◆ WRITTEN TASK ◆
Please reproduce, word for word, the stretch of the drill bit passage from "One way to maintain" through "the roller cone.".

One particular type of roller cone drill bit includes only one leg, bearing journal and roller cone rotatably attached thereto. The drilled hole and the longitudinal axis of this type of bit are generally concentric. This type of drill bit has generally been preferred for drilling applications when the diameter of the hole being drilled is small (less than about 4 to 6 inches [10 to 15 cm]) because the bearing structure can be larger relative to the diameter of the drilled hole when the bit only has one concentric roller cone. This is in contrast to the typical three-cone rock bit, in which each journal must be smaller relative to the drilled hole diameter.

An important performance aspect of any drill bit is its ability to drill a wellbore having the full nominal diameter of the drill bit from the time the bit is first used to the time the cutting elements are worn to the point that the bit must be replaced. This a particular problem for single cone bits because of the motion (trajectory) of the cutting elements as they drill the wellbore. Essentially all but a few centrally positioned cutting elements on the cone eventually engage the wellbore wall at the gage diameter. The inserts on a single cone bit go through large changes in their direction of motion, typically anywhere from 180 to 360 degrees. Such changes require special consideration in design. The inserts on a single cone bit undergo as much as an order of magnitude more shear than do the inserts on a conventional two or three cone bit. Such amounts of shear become apparent when looking at the bottom hole patterns of each type of bit. A single cone bit creates multiple grooves laid out in hemispherically-projected hypotrochoids, a configuration similar to ink paths generated by drawing instruments in a toy sold under the trade mark SPIROGRAPH by Tonka Corp., Minnetonka, Minn. 55343. A two or three cone bit, in contrast, generates a series of individual craters or indentations. Shearing rock to fail it will typically cause more wear on an insert than indenting an insert to compressively fail rock. Therefore, the inserts on a single cone bit wear faster than the inserts on a two or three cone bit. As the cutting elements on a single cone bit wear, therefore, the drilled hole diameter reduces correspondingly.

One way to maintain full drilled diameter in a single cone bit is to include fixed cutters on the bit body. The fixed cutters may be tungsten carbide inserts. Typically, the fixed cutters will be affixed to the bit body at a position axially above the roller cone on the bit. A single cone bit known in the art which includes the foregoing features is described in U.S. Pat. No. 6,119,797 issued to Hong et al. The bit shown therein includes special inserts in an “intermittent contact zone” on the roller cone, and both active and passive gage protection inserts or buttons on the bit body axially above the roller cone.

While the bit described in the Hong et al. '797 patent is effective in maintaining full diameter of the drilled hole, using fixed cutters as described increases the “gage length” of the drill bit. This may lessen the ability of such a bit to be used in directional drilling applications. Directional drilling includes drilling the wellbore along a selected trajectory, typically other than vertical. Having fixed cutters and/or gage pads on the bit body also increases the torque required to turn the bit, which is not desirable, and in some cases limits the rotary speed that the bit can be turned, leading to reduced drilling rates.

◆ SUPPLIED ENTRIES ◆

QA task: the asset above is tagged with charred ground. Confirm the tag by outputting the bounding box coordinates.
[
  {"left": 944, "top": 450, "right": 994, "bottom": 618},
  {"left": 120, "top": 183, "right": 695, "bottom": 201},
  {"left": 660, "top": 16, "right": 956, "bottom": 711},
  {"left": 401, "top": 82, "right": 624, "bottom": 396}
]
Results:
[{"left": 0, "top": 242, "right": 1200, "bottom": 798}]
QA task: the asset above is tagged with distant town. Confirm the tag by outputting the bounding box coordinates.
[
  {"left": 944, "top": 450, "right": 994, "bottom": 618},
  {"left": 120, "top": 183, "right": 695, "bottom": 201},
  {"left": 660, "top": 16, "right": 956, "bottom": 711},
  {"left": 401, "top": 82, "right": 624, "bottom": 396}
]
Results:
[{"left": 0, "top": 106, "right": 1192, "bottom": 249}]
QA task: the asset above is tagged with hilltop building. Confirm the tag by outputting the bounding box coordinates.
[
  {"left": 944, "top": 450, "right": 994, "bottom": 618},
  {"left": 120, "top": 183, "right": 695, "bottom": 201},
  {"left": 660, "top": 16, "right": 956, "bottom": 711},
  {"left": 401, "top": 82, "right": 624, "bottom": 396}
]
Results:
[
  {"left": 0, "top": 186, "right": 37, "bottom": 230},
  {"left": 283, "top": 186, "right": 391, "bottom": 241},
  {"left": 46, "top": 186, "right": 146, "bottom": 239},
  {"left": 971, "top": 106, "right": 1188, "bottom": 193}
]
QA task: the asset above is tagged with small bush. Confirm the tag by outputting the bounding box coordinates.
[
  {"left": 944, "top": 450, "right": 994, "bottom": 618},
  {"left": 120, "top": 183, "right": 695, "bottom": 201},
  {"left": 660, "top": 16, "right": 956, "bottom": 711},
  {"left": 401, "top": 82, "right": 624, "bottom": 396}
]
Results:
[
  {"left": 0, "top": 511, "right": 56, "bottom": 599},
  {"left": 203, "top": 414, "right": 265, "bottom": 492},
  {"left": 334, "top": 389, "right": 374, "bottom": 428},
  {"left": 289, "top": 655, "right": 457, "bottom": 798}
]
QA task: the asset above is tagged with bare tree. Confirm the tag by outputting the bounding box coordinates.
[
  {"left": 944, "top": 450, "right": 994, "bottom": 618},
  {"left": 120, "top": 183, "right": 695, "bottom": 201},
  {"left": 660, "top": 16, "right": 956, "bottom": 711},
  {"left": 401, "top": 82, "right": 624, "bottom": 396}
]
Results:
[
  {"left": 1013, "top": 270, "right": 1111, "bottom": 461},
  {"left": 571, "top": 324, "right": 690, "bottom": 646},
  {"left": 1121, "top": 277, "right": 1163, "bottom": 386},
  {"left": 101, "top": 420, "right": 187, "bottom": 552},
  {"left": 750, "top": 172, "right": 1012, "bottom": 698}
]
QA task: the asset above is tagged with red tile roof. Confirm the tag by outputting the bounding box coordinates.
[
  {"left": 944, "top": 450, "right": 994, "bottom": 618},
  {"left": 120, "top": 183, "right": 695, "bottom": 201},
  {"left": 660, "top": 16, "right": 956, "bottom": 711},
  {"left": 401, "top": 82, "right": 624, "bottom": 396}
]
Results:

◆ ANSWER TO THE TASK ◆
One way to maintain full drilled diameter in a single cone bit is to include fixed cutters on the bit body. The fixed cutters may be tungsten carbide inserts. Typically, the fixed cutters will be affixed to the bit body at a position axially above the roller cone on the bit. A single cone bit known in the art which includes the foregoing features is described in U.S. Pat. No. 6,119,797 issued to Hong et al. The bit shown therein includes special inserts in an “intermittent contact zone” on the roller cone, and both active and passive gage protection inserts or buttons on the bit body axially above the roller cone.